- [Testo di partenza]:

>>>

HomeMedia partnership Neja Tomsic. Un tè per ricordare la nostra storia coloniale

Neja Tomsic. Un tè per ricordare la nostra storia coloniale

Intervista a Neja Tomšič, artista slovena che porterà a Pergine Festival Tea for five: opium clippers, performance che unisce poesia e disegno in una cerimonia cinese del té per raccontare le storie dei tagliatori d’oppio. Materiali creati in Media Partnership.

Foto © Jaka Babnik

ENGLISH VERSION BELOW

Il tuo background copre diversi linguaggi artistici. Come sei arrivata alla performance come momento di sintesi? 

La mia formazione è nella pittura e nella scrittura. Fin da piccola disegnavo e scrivevo sempre contemporaneamente. Ho studiato pittura all’Accademia delle arti di Lubiana, il programma era molto tradizionale: abbiamo disegnato modelli di nudo per tre anni, trascurando il campo teorico-critico, per questo dopo l’Accademia ho studiato filosofia. Amo dipingere, ma non sono in grado di esprimermi solamente attraverso le immagini (per ora?). Per me la pratica artistica è un esercizio di curiosità e di condivisione con gli altri, un modo per dare e ricevere qualcosa e forse anche testare i miei pensieri. Quindi mi sembra sempre limitante appendere un dipinto al muro. Quando stavo facendo ricerca per Opium Clippers, che è stato il mio primo lavoro performativo, ho pensato alla parte performativa come a un rituale che avrebbe attivato le opere visive – i disegni sul servizio di ceramica usato durante la performance.

In cosa consiste questo rituale?

<<<

- [Dati estratti]:

>>>

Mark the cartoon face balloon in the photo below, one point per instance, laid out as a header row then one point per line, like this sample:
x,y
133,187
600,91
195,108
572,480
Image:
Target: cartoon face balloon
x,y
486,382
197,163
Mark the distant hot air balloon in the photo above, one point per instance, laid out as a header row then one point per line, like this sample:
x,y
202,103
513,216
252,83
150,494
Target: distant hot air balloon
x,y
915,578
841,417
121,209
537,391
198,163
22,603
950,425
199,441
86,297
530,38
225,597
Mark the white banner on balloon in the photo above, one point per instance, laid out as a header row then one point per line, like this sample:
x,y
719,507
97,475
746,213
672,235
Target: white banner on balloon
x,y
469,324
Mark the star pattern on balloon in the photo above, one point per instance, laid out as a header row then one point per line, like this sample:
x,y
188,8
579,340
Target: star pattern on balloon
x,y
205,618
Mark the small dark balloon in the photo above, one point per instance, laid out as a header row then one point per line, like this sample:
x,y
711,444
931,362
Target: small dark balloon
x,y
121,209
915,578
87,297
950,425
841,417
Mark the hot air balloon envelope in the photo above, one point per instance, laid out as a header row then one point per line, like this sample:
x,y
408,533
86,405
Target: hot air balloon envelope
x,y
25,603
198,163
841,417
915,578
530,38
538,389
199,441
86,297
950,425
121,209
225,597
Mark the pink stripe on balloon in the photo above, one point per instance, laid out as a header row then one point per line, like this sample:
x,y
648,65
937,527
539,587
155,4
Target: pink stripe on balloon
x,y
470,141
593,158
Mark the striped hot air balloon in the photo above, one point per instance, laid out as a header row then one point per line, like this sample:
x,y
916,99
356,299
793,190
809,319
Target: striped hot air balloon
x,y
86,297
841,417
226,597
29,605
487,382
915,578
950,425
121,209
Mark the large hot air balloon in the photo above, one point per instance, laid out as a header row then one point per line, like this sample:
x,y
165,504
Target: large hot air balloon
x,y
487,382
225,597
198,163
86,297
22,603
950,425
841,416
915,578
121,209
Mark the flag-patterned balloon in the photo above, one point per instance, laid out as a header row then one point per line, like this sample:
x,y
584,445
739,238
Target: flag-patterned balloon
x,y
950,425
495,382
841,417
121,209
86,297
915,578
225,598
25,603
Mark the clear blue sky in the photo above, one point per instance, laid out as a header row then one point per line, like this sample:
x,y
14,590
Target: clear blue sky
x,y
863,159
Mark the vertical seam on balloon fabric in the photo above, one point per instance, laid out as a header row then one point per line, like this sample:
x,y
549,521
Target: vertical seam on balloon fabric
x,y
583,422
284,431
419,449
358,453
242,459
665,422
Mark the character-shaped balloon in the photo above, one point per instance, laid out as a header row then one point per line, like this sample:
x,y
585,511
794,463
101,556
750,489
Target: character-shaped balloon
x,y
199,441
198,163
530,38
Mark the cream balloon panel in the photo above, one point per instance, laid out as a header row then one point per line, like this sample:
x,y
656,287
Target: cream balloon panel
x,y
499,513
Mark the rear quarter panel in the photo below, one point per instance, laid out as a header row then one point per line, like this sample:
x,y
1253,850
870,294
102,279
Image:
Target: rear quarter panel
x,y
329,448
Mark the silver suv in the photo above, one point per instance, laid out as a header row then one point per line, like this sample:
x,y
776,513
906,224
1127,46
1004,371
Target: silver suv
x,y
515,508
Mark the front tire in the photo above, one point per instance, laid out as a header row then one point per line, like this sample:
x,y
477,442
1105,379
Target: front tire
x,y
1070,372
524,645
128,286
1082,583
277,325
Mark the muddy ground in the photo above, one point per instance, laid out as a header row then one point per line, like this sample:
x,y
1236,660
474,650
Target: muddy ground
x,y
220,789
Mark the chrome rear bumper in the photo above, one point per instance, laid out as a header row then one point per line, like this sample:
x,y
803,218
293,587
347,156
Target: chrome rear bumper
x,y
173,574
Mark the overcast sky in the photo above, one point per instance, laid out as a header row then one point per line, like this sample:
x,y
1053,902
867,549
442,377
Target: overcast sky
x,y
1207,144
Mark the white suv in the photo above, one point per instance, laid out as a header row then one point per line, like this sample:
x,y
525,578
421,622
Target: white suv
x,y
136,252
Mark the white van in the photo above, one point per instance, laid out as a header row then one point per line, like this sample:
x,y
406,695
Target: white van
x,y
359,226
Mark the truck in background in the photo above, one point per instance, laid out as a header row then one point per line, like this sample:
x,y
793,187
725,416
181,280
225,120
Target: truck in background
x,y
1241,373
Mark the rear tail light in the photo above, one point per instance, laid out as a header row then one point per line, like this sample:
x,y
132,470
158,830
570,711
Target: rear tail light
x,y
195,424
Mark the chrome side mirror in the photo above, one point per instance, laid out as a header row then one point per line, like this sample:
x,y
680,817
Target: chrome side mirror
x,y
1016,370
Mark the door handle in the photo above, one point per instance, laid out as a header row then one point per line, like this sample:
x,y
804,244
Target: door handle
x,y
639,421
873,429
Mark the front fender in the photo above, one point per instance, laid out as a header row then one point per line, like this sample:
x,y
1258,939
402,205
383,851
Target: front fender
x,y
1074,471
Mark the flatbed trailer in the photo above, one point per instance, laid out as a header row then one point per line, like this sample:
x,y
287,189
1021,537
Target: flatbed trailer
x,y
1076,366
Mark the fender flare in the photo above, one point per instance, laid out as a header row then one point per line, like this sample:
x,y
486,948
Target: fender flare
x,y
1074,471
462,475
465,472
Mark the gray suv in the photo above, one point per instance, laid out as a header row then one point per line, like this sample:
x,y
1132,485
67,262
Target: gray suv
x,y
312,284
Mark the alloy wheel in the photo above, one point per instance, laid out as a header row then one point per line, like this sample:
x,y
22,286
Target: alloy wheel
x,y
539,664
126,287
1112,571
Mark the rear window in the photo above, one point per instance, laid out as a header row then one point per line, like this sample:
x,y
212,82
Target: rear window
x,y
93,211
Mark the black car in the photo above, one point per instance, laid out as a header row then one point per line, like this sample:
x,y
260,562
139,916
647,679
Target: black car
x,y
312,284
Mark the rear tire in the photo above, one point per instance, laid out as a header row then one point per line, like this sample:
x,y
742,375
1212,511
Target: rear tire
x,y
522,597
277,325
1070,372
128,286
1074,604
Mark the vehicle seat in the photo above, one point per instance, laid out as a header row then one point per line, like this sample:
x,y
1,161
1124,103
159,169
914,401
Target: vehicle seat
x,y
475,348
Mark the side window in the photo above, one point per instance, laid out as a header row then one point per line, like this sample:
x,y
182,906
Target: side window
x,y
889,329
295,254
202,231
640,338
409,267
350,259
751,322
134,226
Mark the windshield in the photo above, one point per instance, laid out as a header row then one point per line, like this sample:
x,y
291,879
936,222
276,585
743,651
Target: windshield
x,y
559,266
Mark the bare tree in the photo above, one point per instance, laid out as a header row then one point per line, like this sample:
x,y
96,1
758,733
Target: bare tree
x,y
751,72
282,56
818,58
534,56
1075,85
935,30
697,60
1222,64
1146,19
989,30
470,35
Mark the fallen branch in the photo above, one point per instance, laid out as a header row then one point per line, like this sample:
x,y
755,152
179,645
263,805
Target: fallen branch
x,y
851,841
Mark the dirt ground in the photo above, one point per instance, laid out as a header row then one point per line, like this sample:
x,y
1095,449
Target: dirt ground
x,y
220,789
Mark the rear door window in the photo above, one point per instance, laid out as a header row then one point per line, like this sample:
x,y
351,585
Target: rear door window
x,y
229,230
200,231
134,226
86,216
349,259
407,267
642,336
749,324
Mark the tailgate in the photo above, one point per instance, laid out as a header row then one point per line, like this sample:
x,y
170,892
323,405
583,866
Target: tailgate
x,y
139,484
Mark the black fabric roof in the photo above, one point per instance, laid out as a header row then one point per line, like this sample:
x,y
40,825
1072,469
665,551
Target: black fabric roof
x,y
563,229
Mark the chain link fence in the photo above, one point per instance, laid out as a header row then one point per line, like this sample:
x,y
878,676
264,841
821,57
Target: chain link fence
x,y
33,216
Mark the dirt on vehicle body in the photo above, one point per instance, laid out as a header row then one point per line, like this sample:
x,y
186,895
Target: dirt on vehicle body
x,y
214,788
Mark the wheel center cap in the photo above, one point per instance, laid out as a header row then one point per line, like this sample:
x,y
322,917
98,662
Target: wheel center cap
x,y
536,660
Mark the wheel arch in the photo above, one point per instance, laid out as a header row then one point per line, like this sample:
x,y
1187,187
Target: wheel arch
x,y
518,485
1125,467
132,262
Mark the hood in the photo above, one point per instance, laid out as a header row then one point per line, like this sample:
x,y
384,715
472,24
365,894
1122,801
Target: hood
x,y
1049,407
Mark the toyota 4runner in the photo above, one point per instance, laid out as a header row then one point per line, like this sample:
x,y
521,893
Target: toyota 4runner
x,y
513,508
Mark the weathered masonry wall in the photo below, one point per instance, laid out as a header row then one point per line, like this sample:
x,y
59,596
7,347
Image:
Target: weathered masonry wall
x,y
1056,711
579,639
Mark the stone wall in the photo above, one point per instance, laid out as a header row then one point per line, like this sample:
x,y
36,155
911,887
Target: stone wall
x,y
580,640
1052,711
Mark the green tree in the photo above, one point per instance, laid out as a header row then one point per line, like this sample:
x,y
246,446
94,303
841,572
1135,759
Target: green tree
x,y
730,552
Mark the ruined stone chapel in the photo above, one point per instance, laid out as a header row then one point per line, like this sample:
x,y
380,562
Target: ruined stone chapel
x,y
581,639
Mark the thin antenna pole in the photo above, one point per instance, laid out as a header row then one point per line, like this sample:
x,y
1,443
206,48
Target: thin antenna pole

<<<

- [Consegna]: Riporta alla lettera il passo dell'intervista a Neja Tomšič che va da "Intervista a Neja" fino a "momento di sintesi?" compreso. L'elenco non è necessario per lo svolgimento.

- [Risposta scritta]:
Intervista a Neja Tomšič, artista slovena che porterà a Pergine Festival Tea for five: opium clippers, performance che unisce poesia e disegno in una cerimonia cinese del té per raccontare le storie dei tagliatori d’oppio. Materiali creati in Media Partnership.

Foto © Jaka Babnik

ENGLISH VERSION BELOW

Il tuo background copre diversi linguaggi artistici. Come sei arrivata alla performance come momento di sintesi?